Nuevos valores sexuales

 

Marta Lamas


 

Toda sociedad genera costumbres y normas, prácticas y creencias, que regulan la expresión sexual: cuándo tener relaciones sexuales, con quién tenerlas, cuántas veces, de qué manera, con qué objetivo y, sobre todo, qué tipo de relaciones. A pesar de la impresionante pluralidad cultural, nuestra conciencia de la diversidad sexual humana es muy limitada: ignoramos las prácticas y costumbres sexuales de las demás culturas. Respecto de la nuestra, damos por “natural” la ideología heterosexista en la que nos han educado y sin el menor pudor calificamos de antinatural lo que desconocemos o nos parece extraño. La evidencia antropológica nos muestra cómo los discursos moralistas construidos a partir de un supuesto orden “natural” están filtrados por valores etnocéntricos (centrados en una cultura), cuya definición de la sexualidad oculta, desecha o niega otras prácticas, creencias y deseos.

 

Cada cultura otorga valor a ciertas prácticas sexuales y denigra a otras a partir de una limitada concepción de la sexualidad. Hoy, en los discursos sobre la sexualidad se entrecruzan tres grandes significados relativos a la esencia de la sexualidad: a) la reproducción, el establecimiento de lazos afectivos y de compromiso entre las personas, y c) el placer.

▶ **Tareas por realizar**:
(A) Reproduce el fragmento del texto sobre los nuevos valores sexuales que comienza con las palabras "Cada cultura otorga" y termina después de "c) el placer.", y sustituye "placer" por "goce".
(B) Según el texto sobre los nuevos valores sexuales, ¿cómo calificamos lo que desconocemos o nos parece extraño?
El listado no tiene ningún papel en esto.

▶ **Sección de datos**:
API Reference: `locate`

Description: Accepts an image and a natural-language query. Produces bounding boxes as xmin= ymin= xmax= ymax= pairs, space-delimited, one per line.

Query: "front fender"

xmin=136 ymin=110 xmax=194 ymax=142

▶ **Resultados esperados**:
(A)
Cada cultura otorga valor a ciertas prácticas sexuales y denigra a otras a partir de una limitada concepción de la sexualidad. Hoy, en los discursos sobre la sexualidad se entrecruzan tres grandes significados relativos a la esencia de la sexualidad: a) la reproducción, el establecimiento de lazos afectivos y de compromiso entre las personas, y c) el goce.

(B) Lo calificamos de antinatural, sin el menor pudor.